- [Reading passage]

========================

![My Logo](https://mlpractitioner.com/wp-content/uploads/generic-soc-media-hero-logo-lockup.png)

### Pickling allows us to serialize a dataset and save it to a file

In these examples, we will 

Using Python **pickle**

1. Create a simple dictionary
2. do a pickle.dump to a binary file
3. do a pickle.load back into a variable
4. Print the dict under a new variable name

Using Pandas pd.to_pickle 

1. fetch a .csv file into a df using pd.read_csv from the a local drive
2. and pickle it to a file called 'pickled_df'

Using Pandas pd.read_pickle

1. Read back the pickled file into cucumber_df
2. Show a head of cucumber_df

Pickling is good for saving a dataframe in a condensed form so you can retrieve it and re-constitute the dataframe as it was before pickling.

========================

- [Information given]
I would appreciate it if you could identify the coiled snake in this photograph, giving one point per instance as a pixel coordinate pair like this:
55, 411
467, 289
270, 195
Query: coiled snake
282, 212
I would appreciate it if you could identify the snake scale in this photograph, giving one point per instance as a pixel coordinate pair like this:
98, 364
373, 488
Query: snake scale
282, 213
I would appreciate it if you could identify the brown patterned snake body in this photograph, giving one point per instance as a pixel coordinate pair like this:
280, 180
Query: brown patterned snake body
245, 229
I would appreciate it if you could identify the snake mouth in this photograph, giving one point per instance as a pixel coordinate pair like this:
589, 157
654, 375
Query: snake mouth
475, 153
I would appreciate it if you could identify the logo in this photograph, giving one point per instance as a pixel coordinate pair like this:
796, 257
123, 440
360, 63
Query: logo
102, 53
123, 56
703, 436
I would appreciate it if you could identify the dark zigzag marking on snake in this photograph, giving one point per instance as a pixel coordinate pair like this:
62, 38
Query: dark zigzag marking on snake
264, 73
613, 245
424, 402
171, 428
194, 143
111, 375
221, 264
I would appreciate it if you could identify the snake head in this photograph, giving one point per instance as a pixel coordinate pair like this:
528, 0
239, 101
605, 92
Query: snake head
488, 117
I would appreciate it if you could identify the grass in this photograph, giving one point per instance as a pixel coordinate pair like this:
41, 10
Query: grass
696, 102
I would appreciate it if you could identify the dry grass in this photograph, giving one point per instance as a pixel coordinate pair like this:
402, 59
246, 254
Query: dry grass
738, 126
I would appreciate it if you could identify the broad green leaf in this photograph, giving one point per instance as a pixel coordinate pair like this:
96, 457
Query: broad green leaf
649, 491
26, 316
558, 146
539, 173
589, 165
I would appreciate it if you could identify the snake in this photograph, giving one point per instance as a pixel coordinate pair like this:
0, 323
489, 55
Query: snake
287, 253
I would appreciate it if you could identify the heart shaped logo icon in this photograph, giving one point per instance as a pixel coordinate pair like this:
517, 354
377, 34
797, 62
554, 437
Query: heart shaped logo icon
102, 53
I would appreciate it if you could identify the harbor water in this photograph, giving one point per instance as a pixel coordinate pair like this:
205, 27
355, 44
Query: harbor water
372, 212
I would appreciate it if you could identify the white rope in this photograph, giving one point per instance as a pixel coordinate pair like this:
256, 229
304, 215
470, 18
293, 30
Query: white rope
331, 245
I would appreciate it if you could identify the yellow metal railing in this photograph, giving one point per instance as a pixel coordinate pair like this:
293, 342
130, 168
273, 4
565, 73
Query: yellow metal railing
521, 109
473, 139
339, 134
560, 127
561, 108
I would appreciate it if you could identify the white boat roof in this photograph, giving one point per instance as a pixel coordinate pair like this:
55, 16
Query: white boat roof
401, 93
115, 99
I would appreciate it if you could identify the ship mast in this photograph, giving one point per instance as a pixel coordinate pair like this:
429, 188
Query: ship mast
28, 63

========================

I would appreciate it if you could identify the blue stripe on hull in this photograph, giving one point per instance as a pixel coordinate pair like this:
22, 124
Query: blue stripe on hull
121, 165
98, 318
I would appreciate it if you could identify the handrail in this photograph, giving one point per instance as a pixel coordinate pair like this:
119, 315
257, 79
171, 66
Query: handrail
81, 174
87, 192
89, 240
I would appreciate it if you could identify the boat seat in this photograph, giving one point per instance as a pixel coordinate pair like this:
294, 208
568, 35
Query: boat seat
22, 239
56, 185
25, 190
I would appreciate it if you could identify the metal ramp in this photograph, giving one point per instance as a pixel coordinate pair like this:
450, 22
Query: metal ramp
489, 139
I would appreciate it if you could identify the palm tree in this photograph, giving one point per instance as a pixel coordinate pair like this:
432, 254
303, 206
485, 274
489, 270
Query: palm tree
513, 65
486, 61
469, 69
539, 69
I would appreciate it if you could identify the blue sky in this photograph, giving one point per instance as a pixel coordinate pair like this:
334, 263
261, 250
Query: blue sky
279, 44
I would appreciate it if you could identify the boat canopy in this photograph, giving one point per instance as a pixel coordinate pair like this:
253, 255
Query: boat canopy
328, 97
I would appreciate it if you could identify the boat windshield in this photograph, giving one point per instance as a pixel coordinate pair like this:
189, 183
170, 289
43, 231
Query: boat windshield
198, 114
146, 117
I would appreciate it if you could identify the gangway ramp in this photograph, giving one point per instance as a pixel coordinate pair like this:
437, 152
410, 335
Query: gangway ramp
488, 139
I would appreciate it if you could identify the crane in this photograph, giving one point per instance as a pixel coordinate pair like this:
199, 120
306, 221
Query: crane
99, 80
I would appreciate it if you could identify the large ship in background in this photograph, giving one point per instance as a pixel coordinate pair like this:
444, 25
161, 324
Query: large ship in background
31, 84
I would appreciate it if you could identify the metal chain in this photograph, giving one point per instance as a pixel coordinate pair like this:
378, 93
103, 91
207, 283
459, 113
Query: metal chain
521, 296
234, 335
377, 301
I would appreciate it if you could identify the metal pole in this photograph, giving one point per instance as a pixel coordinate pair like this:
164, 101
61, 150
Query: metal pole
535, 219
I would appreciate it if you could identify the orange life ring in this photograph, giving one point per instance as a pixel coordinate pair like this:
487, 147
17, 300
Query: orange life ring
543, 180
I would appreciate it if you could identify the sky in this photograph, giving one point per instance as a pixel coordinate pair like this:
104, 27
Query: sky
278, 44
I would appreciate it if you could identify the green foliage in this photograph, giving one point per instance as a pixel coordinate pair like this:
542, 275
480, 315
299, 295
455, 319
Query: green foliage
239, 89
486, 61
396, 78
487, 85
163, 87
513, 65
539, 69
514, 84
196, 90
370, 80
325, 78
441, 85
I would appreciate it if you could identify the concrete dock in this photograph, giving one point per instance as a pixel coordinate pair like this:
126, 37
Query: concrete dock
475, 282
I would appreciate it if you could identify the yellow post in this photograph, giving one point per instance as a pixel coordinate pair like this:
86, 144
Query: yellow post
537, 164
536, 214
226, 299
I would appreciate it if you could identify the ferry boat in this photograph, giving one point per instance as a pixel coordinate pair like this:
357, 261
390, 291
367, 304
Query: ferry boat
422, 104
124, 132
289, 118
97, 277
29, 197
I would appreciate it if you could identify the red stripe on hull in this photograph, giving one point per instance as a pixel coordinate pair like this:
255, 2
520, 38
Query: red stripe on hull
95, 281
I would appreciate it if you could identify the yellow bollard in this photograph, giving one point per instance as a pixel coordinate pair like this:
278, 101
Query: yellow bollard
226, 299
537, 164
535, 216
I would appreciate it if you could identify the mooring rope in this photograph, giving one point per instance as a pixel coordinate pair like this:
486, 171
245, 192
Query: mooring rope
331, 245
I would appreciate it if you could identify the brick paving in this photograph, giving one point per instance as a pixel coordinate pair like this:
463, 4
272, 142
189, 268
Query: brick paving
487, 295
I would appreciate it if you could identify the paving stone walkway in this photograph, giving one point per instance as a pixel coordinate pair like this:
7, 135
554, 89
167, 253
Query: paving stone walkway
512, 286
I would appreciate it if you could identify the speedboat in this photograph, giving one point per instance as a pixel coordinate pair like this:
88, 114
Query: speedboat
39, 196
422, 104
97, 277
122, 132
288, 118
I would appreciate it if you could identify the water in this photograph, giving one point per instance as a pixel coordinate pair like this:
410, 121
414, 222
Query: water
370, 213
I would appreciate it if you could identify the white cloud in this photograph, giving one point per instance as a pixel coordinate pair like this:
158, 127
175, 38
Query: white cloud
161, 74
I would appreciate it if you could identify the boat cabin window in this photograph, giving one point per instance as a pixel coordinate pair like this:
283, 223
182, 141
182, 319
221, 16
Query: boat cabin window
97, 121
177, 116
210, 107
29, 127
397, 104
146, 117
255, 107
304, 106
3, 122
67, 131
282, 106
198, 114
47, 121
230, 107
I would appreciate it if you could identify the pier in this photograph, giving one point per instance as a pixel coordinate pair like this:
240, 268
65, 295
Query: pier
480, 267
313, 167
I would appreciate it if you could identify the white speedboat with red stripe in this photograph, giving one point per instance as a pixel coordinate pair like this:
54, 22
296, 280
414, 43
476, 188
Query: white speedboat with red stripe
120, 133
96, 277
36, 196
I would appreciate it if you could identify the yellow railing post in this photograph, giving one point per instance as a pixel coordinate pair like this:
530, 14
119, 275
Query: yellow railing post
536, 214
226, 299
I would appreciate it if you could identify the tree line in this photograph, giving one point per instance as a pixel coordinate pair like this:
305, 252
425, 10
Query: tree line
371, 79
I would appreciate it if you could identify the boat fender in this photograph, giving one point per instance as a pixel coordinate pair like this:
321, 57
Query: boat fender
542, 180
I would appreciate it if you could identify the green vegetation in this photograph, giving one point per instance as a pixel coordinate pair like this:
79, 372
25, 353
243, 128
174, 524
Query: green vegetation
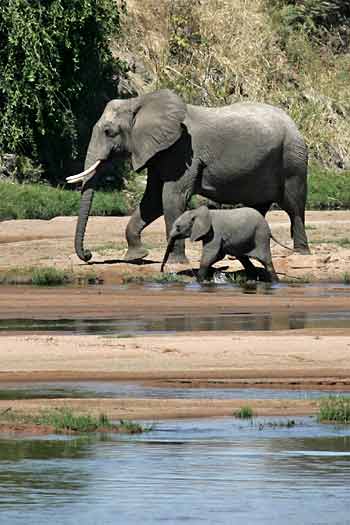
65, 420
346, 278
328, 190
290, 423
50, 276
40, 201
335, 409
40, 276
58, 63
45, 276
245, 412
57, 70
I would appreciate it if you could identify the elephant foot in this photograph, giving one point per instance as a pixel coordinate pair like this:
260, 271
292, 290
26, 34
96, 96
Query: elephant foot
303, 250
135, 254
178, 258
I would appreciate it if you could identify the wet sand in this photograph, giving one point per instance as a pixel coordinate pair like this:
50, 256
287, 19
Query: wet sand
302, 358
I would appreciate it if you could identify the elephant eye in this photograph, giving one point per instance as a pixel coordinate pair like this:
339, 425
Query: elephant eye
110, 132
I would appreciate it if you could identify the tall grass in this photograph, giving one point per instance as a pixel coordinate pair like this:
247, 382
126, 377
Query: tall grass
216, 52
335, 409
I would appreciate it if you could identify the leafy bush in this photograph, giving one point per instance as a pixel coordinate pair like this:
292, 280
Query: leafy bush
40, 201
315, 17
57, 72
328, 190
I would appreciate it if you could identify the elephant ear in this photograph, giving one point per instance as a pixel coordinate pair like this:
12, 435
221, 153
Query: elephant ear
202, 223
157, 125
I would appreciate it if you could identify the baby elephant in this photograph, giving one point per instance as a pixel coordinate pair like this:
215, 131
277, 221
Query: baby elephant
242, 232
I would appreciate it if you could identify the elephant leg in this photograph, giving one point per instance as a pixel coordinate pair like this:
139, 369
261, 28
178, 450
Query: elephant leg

========================

- [Tasks]
**1)** Decide whether each statement agrees with the page on pickling, answering yes or no and quoting the words that settle it.
(a) The pd.read_pickle steps load the pickled file back into cucumber_df.
(b) The pd.to_pickle example gets its .csv file from a web address.
(c) The Python pickle example dumps the dictionary to a text file.
**2)** Quote the pickling page word for word, beginning at the words "1. fetch a .csv" and stopping after the words "was before pickling.".

- [Results by task]
**1)**
(a) Yes: "Read back the pickled file into cucumber_df"
(b) No: "fetch a .csv file into a df using pd.read_csv from the a local drive"
(c) No: "do a pickle.dump to a binary file"

**2)**
1. fetch a .csv file into a df using pd.read_csv from the a local drive
2. and pickle it to a file called 'pickled_df'

Using Pandas pd.read_pickle

1. Read back the pickled file into cucumber_df
2. Show a head of cucumber_df

Pickling is good for saving a dataframe in a condensed form so you can retrieve it and re-constitute the dataframe as it was before pickling.